--- SUPPLIED MATERIAL ---
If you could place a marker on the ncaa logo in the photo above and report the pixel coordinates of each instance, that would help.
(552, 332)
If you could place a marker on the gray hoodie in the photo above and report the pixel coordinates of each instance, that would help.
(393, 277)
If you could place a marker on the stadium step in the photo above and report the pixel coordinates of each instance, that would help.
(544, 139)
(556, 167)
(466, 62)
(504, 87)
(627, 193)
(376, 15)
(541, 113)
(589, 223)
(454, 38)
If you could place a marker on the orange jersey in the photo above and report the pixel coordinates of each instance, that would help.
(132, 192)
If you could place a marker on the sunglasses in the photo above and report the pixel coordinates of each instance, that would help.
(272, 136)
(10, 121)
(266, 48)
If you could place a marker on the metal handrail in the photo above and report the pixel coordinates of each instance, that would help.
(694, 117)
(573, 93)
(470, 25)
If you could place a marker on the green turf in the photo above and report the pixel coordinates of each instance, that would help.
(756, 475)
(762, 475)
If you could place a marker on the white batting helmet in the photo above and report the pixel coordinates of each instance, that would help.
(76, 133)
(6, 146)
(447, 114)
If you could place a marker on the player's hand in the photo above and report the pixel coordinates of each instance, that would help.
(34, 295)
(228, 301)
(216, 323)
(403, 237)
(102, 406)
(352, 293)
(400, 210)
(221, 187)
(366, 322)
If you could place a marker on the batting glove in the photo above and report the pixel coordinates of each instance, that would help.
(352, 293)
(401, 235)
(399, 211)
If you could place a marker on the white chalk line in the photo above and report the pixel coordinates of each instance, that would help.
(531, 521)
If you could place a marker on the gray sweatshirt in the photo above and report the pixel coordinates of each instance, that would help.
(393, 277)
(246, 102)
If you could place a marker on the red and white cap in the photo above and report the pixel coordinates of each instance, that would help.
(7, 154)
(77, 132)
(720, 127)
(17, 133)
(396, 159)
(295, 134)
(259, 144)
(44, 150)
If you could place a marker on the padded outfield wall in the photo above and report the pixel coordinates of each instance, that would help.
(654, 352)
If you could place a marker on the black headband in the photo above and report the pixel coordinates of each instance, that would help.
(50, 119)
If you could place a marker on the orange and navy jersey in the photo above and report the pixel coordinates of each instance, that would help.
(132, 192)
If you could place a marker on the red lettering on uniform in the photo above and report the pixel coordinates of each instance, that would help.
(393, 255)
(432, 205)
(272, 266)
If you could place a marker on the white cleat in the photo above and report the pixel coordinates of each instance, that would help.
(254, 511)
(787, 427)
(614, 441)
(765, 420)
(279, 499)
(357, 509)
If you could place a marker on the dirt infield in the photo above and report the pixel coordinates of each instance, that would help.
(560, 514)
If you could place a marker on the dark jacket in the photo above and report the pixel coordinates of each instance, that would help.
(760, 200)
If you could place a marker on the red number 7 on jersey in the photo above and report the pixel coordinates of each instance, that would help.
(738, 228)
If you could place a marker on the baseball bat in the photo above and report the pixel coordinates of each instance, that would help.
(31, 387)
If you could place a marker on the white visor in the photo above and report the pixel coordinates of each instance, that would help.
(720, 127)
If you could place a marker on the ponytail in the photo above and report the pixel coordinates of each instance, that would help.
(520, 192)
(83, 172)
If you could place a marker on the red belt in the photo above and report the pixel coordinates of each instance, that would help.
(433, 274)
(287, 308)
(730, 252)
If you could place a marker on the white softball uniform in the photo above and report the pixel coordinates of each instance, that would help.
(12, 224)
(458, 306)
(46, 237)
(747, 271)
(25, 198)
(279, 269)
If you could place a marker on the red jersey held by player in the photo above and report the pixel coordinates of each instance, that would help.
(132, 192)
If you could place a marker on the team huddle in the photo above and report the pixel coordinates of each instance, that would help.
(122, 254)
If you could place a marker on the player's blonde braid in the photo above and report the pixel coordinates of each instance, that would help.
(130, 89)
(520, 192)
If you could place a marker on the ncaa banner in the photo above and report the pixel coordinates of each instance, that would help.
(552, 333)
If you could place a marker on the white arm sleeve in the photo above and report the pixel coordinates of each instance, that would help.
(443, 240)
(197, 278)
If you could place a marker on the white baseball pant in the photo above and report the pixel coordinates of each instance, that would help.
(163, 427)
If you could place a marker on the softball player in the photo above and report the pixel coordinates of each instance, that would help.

--- YOUR ASSIGNMENT ---
All of the material is to be retyped verbatim.

--- THE COMPLETED TASK ---
If you could place a marker on the ncaa logo in the photo above and report the pixel coordinates of each instance, that would help.
(552, 332)
If you could place a marker on the gray hoodie in the photo above and report the pixel coordinates of each instance, that would help.
(393, 277)
If you could place a marker on the stadium step in the photo above and report the pixel coordinates of each instance, that would help.
(544, 139)
(556, 167)
(466, 62)
(504, 87)
(627, 193)
(376, 15)
(541, 113)
(589, 223)
(454, 38)
If you could place a marker on the orange jersey in the photo above and report the pixel coordinates of each instance, that would help.
(132, 192)
If you could place a marker on the sunglasses in the photo above and report the pixel coordinates of each instance, that would help.
(272, 136)
(10, 121)
(266, 48)
If you could place a marker on the metal handrail in the photo above and report the pixel coordinates of each instance, that would help.
(694, 117)
(573, 93)
(470, 25)
If you could place a marker on the green turf in the photo above and report the pixel coordinates of each instance, that would help.
(756, 475)
(762, 475)
If you could place a marker on the white batting helmet in the photo above and report the pixel coordinates of each instance, that would help.
(76, 133)
(6, 146)
(447, 114)
If you could place a marker on the player's hand in the photo above and report the pixel coordinates of each instance, that would help.
(34, 295)
(228, 301)
(216, 323)
(403, 237)
(102, 406)
(352, 293)
(400, 210)
(221, 187)
(366, 322)
If you could place a marker on the batting glove in the photo above and report the pixel coordinates of each instance, that would help.
(352, 293)
(401, 235)
(399, 211)
If you could place a marker on the white chalk line in the photo above and report the pixel coordinates of each instance, that would help.
(531, 521)
If you could place a marker on the gray sweatshirt in the photo above and report the pixel coordinates of each instance, that would help.
(393, 277)
(246, 102)
If you could place a marker on the red and white cap in the photo above and report the pixel coordinates of each instance, that would help.
(7, 154)
(77, 132)
(720, 127)
(17, 133)
(396, 159)
(295, 134)
(259, 144)
(44, 150)
If you could place a marker on the padded outfield wall in the photo above and report the pixel coordinates of each instance, that would help.
(654, 352)
If you could place a marker on the black headband in the photo above and report the pixel coordinates of each instance, that would help.
(50, 119)
If you could place a marker on the orange and navy jersey in the photo above and report the pixel coordinates of each instance, that would help.
(132, 192)
If you could place a marker on the red lettering on uniform in the photo above and report the pixel coordinates of each instance, that would help.
(393, 255)
(432, 205)
(272, 266)
If you could place a marker on the white cleat in the photo above and report the pixel coordinates of each instance, that would help.
(254, 511)
(787, 427)
(614, 441)
(765, 420)
(279, 499)
(357, 509)
If you could place a marker on the dirt infield in the photo above and report the pixel coordinates of each instance, that would help.
(560, 514)
If you could place a marker on the dark jacket in the photo above and report the pixel coordinates of each instance, that would help.
(760, 200)
If you could place a marker on the red number 7 on jersey in the photo above and report the pixel coordinates of each instance, that would help.
(738, 228)
If you could place a marker on the baseball bat in the photo above and report the pixel coordinates of each instance, that would help.
(31, 387)
If you could place a marker on the white visor in the photo above and report the pixel coordinates of each instance, that would help.
(720, 127)
If you could place a marker on the ponytail in the photo above and report the pixel coordinates of each instance, that would help.
(520, 192)
(83, 172)
If you could place a marker on the red belt in the photo above and report the pixel coordinates of each instance, that would help.
(433, 274)
(287, 308)
(730, 252)
If you could place a marker on the white softball uniform in the photo above and report the pixel coordinates of each instance, that would help.
(12, 224)
(458, 306)
(46, 237)
(747, 271)
(25, 198)
(279, 269)
If you could place a marker on the red jersey held by player in the photo above and report the pixel coordinates of each instance, that would help.
(132, 192)
If you could place a marker on the team huddle in the photo above and report the pixel coordinates of each instance, that would help.
(122, 254)
If you could place a marker on the player's blonde braid in the photo above and report the pixel coordinates of each instance, that would help.
(130, 89)
(520, 192)
If you could place a marker on the ncaa banner in the photo above and report the pixel coordinates of each instance, that would help.
(552, 333)
If you could place a marker on the white arm sleeve in the photo above and report the pixel coordinates of each instance, that would help.
(443, 240)
(197, 278)
If you could place a marker on the white baseball pant in the photo above and report the pixel coordinates of each instance, that would help.
(163, 427)
If you could place a marker on the softball player in the photo above and report the pixel coordinates of each instance, that would help.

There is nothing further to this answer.